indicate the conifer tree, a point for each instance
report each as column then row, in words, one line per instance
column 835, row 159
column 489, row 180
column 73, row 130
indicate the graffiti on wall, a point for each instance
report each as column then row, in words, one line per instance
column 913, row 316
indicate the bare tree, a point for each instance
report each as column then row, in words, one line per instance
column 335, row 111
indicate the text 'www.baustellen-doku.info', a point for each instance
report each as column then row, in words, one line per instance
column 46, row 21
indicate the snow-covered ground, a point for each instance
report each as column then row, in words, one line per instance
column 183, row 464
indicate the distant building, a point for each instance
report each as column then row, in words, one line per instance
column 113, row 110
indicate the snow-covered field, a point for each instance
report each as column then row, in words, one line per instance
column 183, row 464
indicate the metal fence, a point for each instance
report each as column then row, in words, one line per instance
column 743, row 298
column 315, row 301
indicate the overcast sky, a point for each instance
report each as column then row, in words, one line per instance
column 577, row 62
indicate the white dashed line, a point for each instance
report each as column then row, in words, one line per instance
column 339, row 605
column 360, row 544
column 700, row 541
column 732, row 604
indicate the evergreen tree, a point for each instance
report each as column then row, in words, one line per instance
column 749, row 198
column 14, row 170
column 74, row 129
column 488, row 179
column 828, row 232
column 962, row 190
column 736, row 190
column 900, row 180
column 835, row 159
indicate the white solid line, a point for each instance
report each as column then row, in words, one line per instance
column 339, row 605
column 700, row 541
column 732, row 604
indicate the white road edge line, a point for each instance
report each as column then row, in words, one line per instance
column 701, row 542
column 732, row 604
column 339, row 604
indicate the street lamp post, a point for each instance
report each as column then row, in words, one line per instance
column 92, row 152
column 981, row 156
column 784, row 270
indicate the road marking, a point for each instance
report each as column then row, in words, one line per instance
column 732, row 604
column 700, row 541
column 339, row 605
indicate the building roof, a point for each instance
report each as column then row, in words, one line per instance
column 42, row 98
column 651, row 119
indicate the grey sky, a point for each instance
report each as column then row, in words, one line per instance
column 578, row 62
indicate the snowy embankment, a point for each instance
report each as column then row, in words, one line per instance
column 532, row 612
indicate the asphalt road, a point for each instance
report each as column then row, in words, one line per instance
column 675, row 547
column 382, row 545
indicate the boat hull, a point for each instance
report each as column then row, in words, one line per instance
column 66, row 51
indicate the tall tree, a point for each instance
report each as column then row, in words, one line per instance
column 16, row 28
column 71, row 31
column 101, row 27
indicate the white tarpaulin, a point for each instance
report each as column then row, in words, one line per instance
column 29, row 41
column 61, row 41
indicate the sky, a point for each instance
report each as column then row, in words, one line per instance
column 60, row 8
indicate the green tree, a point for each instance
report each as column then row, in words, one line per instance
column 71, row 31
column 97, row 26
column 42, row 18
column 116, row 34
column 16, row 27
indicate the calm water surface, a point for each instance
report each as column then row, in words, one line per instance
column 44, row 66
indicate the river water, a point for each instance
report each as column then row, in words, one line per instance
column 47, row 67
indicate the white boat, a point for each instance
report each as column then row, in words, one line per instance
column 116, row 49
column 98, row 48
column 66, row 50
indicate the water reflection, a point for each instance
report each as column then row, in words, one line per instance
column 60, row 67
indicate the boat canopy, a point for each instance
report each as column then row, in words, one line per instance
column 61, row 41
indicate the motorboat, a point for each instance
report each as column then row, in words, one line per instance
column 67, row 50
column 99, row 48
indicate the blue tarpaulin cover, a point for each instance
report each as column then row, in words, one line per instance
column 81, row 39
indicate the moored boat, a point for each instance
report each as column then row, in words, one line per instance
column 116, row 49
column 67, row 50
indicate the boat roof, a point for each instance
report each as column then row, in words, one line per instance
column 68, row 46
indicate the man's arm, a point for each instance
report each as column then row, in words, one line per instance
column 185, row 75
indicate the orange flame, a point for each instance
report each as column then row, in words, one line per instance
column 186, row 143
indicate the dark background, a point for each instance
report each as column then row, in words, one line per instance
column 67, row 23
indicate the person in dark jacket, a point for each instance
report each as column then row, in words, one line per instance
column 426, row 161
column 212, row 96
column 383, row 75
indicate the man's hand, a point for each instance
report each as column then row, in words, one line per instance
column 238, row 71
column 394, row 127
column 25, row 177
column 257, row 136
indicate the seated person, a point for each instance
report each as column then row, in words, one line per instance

====

▶ [WHAT YOU ARE ASKED TO DO]:
Reproduce the data above, changing each occurrence of "a point for each instance" to "one point per instance" and keeping everything else the same.

▶ [RESPONSE TO THE TASK]:
indicate the conifer tree, one point per instance
report each as column then row, in words, one line per instance
column 835, row 159
column 489, row 180
column 73, row 130
indicate the graffiti on wall, one point per instance
report each as column then row, in words, one line per instance
column 913, row 316
indicate the bare tree, one point per instance
report each as column then row, in words, one line per instance
column 335, row 111
indicate the text 'www.baustellen-doku.info', one point per instance
report each as column then row, in words, one line per instance
column 46, row 21
indicate the snow-covered ground, one point per instance
report each as column then row, in words, one line per instance
column 183, row 464
indicate the distant building, one point per instance
report each as column then row, in words, one line per instance
column 113, row 110
indicate the snow-covered field, one point per instance
report each as column then row, in words, one line per instance
column 183, row 464
indicate the metal fence, one point per instance
report each as column then row, in words, one line per instance
column 743, row 298
column 315, row 301
indicate the overcast sky, one point per instance
report each as column then row, in words, one line per instance
column 577, row 62
indicate the white dashed line, one point per instance
report each as column then row, in words, one line per instance
column 339, row 605
column 360, row 544
column 700, row 541
column 732, row 604
indicate the evergreen tree, one point per instance
report each as column then row, in words, one line per instance
column 749, row 198
column 14, row 170
column 74, row 129
column 488, row 179
column 828, row 232
column 962, row 190
column 736, row 190
column 900, row 180
column 835, row 159
indicate the white solid line, one point per instance
report each as column then row, in words, one line per instance
column 339, row 605
column 700, row 541
column 732, row 604
indicate the white road edge line, one point per instance
report each as column then row, in words, one line per instance
column 701, row 542
column 732, row 604
column 339, row 604
indicate the street lamp post, one point per instance
report each as column then row, in words, one line per instance
column 92, row 152
column 981, row 156
column 784, row 270
indicate the road marking, one point per instance
report each as column then row, in words, one line per instance
column 732, row 604
column 700, row 541
column 339, row 605
indicate the building roof, one point per instance
report each as column then row, in words, one line per instance
column 42, row 98
column 651, row 119
indicate the grey sky, one point per instance
report each as column then row, in words, one line per instance
column 578, row 62
indicate the snowy embankment, one point per instance
report each as column then row, in words, one line per instance
column 532, row 612
indicate the asphalt road, one point per instance
report each as column then row, in words, one line per instance
column 675, row 547
column 382, row 545
indicate the boat hull, one point per instance
report each as column then row, in words, one line per instance
column 66, row 51
indicate the tall tree, one point per instance
report each as column then row, in words, one line per instance
column 16, row 28
column 71, row 31
column 101, row 27
indicate the white tarpaulin, one point per instance
report each as column then row, in words, one line per instance
column 29, row 41
column 61, row 41
indicate the sky, one point per instance
report each as column then row, in words, one line per instance
column 60, row 8
indicate the green tree, one point per instance
report each as column then row, in words, one line per instance
column 71, row 31
column 97, row 26
column 42, row 18
column 116, row 34
column 16, row 27
indicate the calm water surface, one point per instance
report each as column then row, in words, one line per instance
column 44, row 66
indicate the river water, one point per instance
report each as column then row, in words, one line per instance
column 47, row 67
indicate the white boat, one point per instance
report each as column then row, in words, one line per instance
column 116, row 49
column 98, row 48
column 66, row 50
indicate the water reflection, one point per instance
report each as column then row, in words, one line per instance
column 60, row 67
indicate the boat canopy, one point per instance
report each as column then row, in words, one line per instance
column 61, row 41
indicate the motorboat, one point per instance
report each as column then row, in words, one line per instance
column 67, row 50
column 99, row 48
indicate the blue tarpaulin cover, one point per instance
report each as column then row, in words, one line per instance
column 81, row 39
indicate the moored boat, one point per instance
report each as column then row, in words, one line per instance
column 116, row 49
column 67, row 50
indicate the boat roof, one point per instance
report each as column then row, in words, one line per instance
column 68, row 46
indicate the man's arm, one point per instance
report each as column then row, in words, one line per instance
column 185, row 75
indicate the orange flame, one point per instance
report each as column then row, in words, one line per instance
column 186, row 143
indicate the dark background, one point per instance
report each as column then row, in words, one line per instance
column 67, row 23
indicate the person in dark jacket, one point per instance
report each as column then row, in words, one line per instance
column 426, row 161
column 212, row 96
column 383, row 75
indicate the man's hand, one point per instance
report each as column then row, in words, one line per instance
column 238, row 71
column 394, row 127
column 25, row 177
column 257, row 136
indicate the seated person, one point per instance
report each as column then row, in words, one line per instance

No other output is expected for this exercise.